**DIRECTIONS:**
Look through the entries below for the string "radio", and copy each line where it is found.

**GIVEN RECORDS:**
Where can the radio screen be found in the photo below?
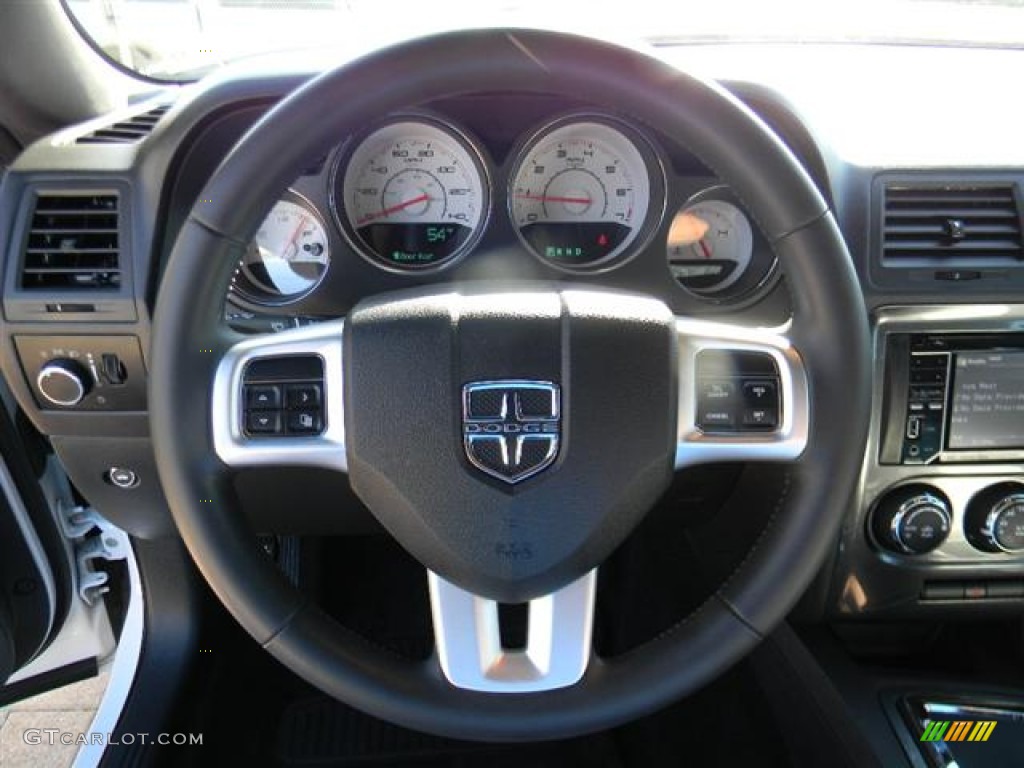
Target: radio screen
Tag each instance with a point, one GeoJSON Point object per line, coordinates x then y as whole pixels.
{"type": "Point", "coordinates": [987, 401]}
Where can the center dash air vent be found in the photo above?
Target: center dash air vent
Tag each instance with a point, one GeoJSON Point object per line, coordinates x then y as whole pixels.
{"type": "Point", "coordinates": [940, 223]}
{"type": "Point", "coordinates": [127, 131]}
{"type": "Point", "coordinates": [73, 244]}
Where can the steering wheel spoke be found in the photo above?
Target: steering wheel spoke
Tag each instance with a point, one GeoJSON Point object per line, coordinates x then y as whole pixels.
{"type": "Point", "coordinates": [743, 395]}
{"type": "Point", "coordinates": [278, 400]}
{"type": "Point", "coordinates": [467, 636]}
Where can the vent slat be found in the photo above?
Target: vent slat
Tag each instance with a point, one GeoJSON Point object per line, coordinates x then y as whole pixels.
{"type": "Point", "coordinates": [127, 131]}
{"type": "Point", "coordinates": [985, 213]}
{"type": "Point", "coordinates": [946, 224]}
{"type": "Point", "coordinates": [73, 244]}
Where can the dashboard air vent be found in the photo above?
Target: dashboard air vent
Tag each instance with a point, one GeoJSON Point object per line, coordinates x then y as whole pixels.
{"type": "Point", "coordinates": [930, 223]}
{"type": "Point", "coordinates": [73, 244]}
{"type": "Point", "coordinates": [127, 131]}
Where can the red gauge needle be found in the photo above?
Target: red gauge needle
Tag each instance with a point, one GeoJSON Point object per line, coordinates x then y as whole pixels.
{"type": "Point", "coordinates": [555, 199]}
{"type": "Point", "coordinates": [394, 209]}
{"type": "Point", "coordinates": [295, 235]}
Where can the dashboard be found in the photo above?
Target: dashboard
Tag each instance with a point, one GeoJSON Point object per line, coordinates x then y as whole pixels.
{"type": "Point", "coordinates": [510, 186]}
{"type": "Point", "coordinates": [527, 186]}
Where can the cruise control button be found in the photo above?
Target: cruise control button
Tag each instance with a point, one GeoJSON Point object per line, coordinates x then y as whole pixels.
{"type": "Point", "coordinates": [303, 395]}
{"type": "Point", "coordinates": [717, 390]}
{"type": "Point", "coordinates": [263, 422]}
{"type": "Point", "coordinates": [760, 394]}
{"type": "Point", "coordinates": [262, 396]}
{"type": "Point", "coordinates": [760, 417]}
{"type": "Point", "coordinates": [304, 422]}
{"type": "Point", "coordinates": [716, 419]}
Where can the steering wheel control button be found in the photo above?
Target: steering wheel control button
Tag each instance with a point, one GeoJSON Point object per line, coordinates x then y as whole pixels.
{"type": "Point", "coordinates": [122, 477]}
{"type": "Point", "coordinates": [263, 422]}
{"type": "Point", "coordinates": [766, 418]}
{"type": "Point", "coordinates": [263, 397]}
{"type": "Point", "coordinates": [911, 520]}
{"type": "Point", "coordinates": [737, 392]}
{"type": "Point", "coordinates": [305, 422]}
{"type": "Point", "coordinates": [511, 428]}
{"type": "Point", "coordinates": [284, 395]}
{"type": "Point", "coordinates": [994, 519]}
{"type": "Point", "coordinates": [303, 395]}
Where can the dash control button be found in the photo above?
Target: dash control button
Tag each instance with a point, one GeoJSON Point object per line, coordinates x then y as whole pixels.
{"type": "Point", "coordinates": [122, 477]}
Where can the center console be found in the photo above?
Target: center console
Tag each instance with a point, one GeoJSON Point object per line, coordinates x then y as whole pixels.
{"type": "Point", "coordinates": [938, 520]}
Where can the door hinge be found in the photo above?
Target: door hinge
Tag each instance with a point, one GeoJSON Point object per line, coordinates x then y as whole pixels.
{"type": "Point", "coordinates": [92, 537]}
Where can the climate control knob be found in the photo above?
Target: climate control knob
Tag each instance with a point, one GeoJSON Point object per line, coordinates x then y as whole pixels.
{"type": "Point", "coordinates": [911, 520]}
{"type": "Point", "coordinates": [64, 382]}
{"type": "Point", "coordinates": [995, 519]}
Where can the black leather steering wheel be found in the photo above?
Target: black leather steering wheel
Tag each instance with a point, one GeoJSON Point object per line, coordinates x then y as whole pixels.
{"type": "Point", "coordinates": [625, 370]}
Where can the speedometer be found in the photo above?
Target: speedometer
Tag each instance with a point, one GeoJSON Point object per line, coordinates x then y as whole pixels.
{"type": "Point", "coordinates": [414, 196]}
{"type": "Point", "coordinates": [581, 194]}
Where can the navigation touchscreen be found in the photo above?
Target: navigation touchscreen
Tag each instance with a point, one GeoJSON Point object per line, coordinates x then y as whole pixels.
{"type": "Point", "coordinates": [987, 400]}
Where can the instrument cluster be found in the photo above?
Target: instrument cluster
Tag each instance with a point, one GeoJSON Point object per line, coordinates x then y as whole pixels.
{"type": "Point", "coordinates": [584, 194]}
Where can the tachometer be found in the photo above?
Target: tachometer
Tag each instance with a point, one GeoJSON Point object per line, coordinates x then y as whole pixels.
{"type": "Point", "coordinates": [414, 196]}
{"type": "Point", "coordinates": [288, 256]}
{"type": "Point", "coordinates": [581, 194]}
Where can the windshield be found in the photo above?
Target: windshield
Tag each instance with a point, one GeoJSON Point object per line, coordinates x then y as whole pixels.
{"type": "Point", "coordinates": [182, 39]}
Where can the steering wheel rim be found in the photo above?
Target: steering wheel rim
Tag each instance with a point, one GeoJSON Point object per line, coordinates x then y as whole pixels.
{"type": "Point", "coordinates": [828, 329]}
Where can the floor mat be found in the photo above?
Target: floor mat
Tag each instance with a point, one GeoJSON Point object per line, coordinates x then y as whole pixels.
{"type": "Point", "coordinates": [316, 732]}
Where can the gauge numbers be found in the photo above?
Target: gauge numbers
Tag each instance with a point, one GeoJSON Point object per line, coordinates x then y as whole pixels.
{"type": "Point", "coordinates": [580, 195]}
{"type": "Point", "coordinates": [414, 195]}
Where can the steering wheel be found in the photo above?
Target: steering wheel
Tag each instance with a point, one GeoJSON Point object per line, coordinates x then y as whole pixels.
{"type": "Point", "coordinates": [596, 393]}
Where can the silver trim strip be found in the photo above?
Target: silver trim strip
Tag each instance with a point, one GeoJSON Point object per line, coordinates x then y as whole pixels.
{"type": "Point", "coordinates": [785, 442]}
{"type": "Point", "coordinates": [468, 639]}
{"type": "Point", "coordinates": [123, 670]}
{"type": "Point", "coordinates": [229, 440]}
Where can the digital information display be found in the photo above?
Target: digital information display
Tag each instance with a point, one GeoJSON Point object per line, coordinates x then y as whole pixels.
{"type": "Point", "coordinates": [987, 401]}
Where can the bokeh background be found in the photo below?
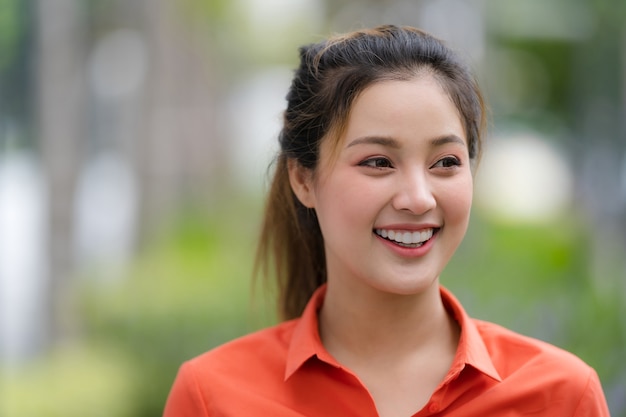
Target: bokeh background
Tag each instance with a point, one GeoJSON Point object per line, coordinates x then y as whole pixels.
{"type": "Point", "coordinates": [135, 138]}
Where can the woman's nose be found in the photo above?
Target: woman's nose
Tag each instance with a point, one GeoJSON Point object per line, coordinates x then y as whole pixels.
{"type": "Point", "coordinates": [414, 194]}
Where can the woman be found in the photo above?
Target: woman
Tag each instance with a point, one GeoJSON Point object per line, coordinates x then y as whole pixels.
{"type": "Point", "coordinates": [370, 198]}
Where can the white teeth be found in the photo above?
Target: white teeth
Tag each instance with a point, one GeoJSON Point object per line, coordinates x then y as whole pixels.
{"type": "Point", "coordinates": [406, 237]}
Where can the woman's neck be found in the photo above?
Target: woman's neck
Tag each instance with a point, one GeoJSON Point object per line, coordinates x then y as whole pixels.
{"type": "Point", "coordinates": [372, 324]}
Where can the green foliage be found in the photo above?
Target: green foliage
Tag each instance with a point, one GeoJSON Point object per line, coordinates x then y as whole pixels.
{"type": "Point", "coordinates": [10, 30]}
{"type": "Point", "coordinates": [69, 381]}
{"type": "Point", "coordinates": [190, 291]}
{"type": "Point", "coordinates": [536, 279]}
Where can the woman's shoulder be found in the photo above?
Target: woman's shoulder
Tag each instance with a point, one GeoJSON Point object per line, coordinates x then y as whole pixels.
{"type": "Point", "coordinates": [514, 353]}
{"type": "Point", "coordinates": [268, 345]}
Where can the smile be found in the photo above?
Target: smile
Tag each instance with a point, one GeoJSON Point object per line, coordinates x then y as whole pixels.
{"type": "Point", "coordinates": [406, 238]}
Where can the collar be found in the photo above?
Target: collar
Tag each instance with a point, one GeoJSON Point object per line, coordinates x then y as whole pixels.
{"type": "Point", "coordinates": [306, 343]}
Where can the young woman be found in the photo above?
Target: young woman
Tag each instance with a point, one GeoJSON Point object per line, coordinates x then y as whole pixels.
{"type": "Point", "coordinates": [370, 198]}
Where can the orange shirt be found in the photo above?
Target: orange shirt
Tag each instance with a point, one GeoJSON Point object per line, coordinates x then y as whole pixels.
{"type": "Point", "coordinates": [285, 371]}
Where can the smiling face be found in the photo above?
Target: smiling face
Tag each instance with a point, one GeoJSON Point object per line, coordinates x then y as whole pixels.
{"type": "Point", "coordinates": [393, 200]}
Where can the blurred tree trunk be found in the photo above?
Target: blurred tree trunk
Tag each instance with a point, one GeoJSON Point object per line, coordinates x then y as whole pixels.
{"type": "Point", "coordinates": [180, 152]}
{"type": "Point", "coordinates": [600, 110]}
{"type": "Point", "coordinates": [60, 107]}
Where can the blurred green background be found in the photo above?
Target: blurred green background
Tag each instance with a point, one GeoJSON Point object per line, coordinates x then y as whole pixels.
{"type": "Point", "coordinates": [135, 138]}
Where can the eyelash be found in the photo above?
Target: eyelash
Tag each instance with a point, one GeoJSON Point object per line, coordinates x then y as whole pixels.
{"type": "Point", "coordinates": [374, 163]}
{"type": "Point", "coordinates": [447, 162]}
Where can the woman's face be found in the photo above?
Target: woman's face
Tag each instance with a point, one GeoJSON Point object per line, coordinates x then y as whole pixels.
{"type": "Point", "coordinates": [393, 203]}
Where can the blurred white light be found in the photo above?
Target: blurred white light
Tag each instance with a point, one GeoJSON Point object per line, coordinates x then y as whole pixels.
{"type": "Point", "coordinates": [273, 14]}
{"type": "Point", "coordinates": [118, 64]}
{"type": "Point", "coordinates": [260, 102]}
{"type": "Point", "coordinates": [523, 179]}
{"type": "Point", "coordinates": [22, 260]}
{"type": "Point", "coordinates": [106, 205]}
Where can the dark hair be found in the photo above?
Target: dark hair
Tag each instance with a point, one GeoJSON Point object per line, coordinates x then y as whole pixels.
{"type": "Point", "coordinates": [332, 73]}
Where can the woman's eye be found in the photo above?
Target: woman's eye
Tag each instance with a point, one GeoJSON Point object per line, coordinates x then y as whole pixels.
{"type": "Point", "coordinates": [377, 163]}
{"type": "Point", "coordinates": [448, 162]}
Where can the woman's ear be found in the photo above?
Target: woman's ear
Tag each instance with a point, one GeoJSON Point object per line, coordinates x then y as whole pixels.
{"type": "Point", "coordinates": [301, 180]}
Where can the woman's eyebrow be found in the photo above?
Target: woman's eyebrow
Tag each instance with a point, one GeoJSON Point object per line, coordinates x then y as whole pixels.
{"type": "Point", "coordinates": [392, 143]}
{"type": "Point", "coordinates": [375, 140]}
{"type": "Point", "coordinates": [444, 140]}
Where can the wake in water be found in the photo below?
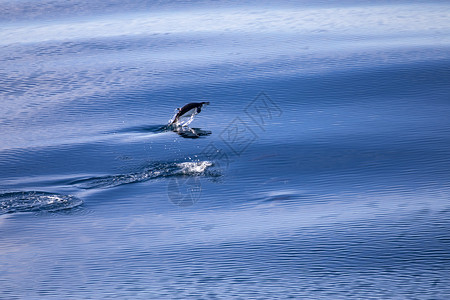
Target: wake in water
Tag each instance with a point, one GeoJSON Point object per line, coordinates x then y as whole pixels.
{"type": "Point", "coordinates": [33, 201]}
{"type": "Point", "coordinates": [186, 114]}
{"type": "Point", "coordinates": [155, 171]}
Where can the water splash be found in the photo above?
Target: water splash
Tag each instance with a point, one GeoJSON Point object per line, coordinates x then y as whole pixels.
{"type": "Point", "coordinates": [34, 201]}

**PROBLEM SOLUTION:**
Where can the radio screen be found in the photo below?
Target: radio screen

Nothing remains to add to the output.